▸ STORED ROWS
--*--
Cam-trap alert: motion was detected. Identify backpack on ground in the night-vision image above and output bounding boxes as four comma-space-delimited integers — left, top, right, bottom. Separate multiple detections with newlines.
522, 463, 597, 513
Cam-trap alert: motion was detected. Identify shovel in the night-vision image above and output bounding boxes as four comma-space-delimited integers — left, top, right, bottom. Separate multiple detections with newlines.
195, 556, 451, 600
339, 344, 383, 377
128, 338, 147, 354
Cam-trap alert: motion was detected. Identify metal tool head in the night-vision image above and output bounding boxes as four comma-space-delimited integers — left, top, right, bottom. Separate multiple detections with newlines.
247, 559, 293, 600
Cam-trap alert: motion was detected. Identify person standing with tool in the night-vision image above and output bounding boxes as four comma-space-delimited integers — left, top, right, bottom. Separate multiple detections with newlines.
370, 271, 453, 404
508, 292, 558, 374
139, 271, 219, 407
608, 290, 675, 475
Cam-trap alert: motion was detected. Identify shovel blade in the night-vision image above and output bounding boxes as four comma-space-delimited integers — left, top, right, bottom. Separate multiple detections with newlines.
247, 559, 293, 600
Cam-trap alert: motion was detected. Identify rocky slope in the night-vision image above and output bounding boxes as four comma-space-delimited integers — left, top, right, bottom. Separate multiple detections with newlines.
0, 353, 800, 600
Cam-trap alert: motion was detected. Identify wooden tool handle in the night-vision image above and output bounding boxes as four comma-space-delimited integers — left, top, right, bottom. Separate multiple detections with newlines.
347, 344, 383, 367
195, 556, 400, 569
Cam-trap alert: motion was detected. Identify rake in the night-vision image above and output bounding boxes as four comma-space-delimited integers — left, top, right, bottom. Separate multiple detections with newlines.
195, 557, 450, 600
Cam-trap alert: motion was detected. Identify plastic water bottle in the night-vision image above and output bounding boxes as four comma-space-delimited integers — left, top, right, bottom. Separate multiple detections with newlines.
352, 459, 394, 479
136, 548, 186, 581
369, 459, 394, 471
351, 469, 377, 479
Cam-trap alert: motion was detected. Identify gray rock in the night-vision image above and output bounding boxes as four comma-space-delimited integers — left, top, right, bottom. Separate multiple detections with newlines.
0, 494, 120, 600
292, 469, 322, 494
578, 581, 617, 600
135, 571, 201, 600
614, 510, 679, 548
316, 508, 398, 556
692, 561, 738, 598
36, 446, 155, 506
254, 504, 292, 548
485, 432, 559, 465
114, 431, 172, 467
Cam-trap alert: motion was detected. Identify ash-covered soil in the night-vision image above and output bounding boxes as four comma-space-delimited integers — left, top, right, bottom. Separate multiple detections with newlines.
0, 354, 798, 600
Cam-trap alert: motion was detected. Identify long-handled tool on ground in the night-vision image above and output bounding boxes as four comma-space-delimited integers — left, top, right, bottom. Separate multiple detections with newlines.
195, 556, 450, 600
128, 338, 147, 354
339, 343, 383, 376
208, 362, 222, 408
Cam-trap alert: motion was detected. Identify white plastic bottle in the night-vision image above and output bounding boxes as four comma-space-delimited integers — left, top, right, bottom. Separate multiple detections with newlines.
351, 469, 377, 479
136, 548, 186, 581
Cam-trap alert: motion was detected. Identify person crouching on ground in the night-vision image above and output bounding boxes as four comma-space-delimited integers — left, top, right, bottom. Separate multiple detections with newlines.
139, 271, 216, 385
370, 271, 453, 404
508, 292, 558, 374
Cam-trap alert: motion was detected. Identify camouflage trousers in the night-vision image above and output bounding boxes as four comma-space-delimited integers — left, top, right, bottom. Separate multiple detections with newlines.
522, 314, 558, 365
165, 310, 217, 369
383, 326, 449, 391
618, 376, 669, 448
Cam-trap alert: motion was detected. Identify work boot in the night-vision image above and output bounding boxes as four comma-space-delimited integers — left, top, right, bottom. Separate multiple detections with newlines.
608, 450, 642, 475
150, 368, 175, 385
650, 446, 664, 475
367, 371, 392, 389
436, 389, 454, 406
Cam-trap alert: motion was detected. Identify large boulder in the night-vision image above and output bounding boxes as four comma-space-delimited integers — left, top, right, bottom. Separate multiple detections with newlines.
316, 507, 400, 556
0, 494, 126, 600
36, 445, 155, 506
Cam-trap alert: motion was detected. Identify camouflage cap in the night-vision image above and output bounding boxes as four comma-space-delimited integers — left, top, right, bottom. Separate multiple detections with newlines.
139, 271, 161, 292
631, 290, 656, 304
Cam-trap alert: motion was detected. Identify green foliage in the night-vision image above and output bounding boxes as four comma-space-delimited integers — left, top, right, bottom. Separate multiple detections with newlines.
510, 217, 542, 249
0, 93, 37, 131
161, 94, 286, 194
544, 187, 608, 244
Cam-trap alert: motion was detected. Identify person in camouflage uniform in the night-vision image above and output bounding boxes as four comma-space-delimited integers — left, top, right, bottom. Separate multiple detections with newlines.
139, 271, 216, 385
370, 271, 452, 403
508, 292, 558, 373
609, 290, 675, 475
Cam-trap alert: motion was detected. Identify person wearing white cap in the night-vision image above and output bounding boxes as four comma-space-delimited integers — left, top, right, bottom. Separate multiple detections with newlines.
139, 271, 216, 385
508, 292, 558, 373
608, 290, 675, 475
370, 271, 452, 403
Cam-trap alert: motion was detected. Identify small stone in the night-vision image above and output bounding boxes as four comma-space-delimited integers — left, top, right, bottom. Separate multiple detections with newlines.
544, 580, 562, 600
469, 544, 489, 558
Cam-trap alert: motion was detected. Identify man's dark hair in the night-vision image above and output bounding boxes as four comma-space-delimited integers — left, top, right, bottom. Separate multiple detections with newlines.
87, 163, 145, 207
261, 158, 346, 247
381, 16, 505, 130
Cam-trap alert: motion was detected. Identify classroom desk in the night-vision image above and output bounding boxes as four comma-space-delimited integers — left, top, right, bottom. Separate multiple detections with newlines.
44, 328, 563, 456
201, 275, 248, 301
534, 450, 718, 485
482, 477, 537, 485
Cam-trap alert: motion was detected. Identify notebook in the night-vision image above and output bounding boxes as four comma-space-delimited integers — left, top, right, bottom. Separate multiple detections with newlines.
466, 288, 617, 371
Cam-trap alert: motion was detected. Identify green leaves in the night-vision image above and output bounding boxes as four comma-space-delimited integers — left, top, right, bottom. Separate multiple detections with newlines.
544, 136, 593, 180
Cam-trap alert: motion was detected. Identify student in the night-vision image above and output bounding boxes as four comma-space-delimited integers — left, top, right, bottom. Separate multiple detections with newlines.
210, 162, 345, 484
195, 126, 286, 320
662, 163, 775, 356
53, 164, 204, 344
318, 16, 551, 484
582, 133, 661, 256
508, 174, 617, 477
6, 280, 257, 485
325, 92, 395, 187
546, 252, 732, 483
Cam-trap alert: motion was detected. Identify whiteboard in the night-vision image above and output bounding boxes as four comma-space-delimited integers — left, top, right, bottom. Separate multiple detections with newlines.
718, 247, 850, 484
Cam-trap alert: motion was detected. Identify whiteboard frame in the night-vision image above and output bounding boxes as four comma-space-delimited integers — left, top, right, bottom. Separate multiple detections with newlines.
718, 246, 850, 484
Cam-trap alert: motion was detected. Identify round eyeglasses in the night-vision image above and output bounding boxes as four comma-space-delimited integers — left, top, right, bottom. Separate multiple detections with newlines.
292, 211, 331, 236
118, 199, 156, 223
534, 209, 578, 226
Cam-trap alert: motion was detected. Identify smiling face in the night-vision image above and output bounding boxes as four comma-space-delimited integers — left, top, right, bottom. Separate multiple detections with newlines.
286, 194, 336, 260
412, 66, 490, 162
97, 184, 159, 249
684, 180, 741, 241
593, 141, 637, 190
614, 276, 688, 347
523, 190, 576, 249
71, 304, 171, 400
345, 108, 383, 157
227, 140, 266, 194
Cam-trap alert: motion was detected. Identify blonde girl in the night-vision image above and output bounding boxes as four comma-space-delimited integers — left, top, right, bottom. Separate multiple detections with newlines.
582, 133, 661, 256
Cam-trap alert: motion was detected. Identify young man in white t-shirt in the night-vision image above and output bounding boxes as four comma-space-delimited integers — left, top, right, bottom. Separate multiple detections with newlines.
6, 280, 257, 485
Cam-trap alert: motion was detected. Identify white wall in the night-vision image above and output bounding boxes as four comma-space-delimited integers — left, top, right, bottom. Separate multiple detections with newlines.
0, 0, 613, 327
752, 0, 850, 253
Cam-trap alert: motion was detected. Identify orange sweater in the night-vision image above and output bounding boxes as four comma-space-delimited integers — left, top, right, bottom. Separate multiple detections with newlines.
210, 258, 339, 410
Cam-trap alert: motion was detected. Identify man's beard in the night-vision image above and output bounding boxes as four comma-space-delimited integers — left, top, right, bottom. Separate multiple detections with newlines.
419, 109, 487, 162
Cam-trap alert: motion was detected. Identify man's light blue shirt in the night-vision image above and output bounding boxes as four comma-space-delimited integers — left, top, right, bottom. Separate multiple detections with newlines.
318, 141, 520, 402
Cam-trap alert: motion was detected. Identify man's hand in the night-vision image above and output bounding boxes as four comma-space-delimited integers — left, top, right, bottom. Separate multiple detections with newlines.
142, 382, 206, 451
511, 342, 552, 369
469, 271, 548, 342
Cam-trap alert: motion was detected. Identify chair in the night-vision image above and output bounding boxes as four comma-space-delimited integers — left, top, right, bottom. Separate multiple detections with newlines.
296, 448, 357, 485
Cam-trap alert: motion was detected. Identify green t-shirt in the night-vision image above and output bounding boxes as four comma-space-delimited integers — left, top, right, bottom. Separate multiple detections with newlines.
--*--
▸ DO THIS
Output the lines of the records as a JSON array of strings, starting at the line containing "Cam-trap alert: motion was detected. Identify white wall" and ending at the line containing "752, 0, 850, 253". Use one string per line and leave out blank lines.

▸ OUTPUT BELOW
[
  "Cam-trap alert: motion was detected. Identify white wall in the night-vision image above and output bounding boxes as four comma-space-delimited integers — left, top, right, bottom. Separate multiple detections with newlines.",
  "0, 0, 613, 327",
  "752, 0, 850, 253"
]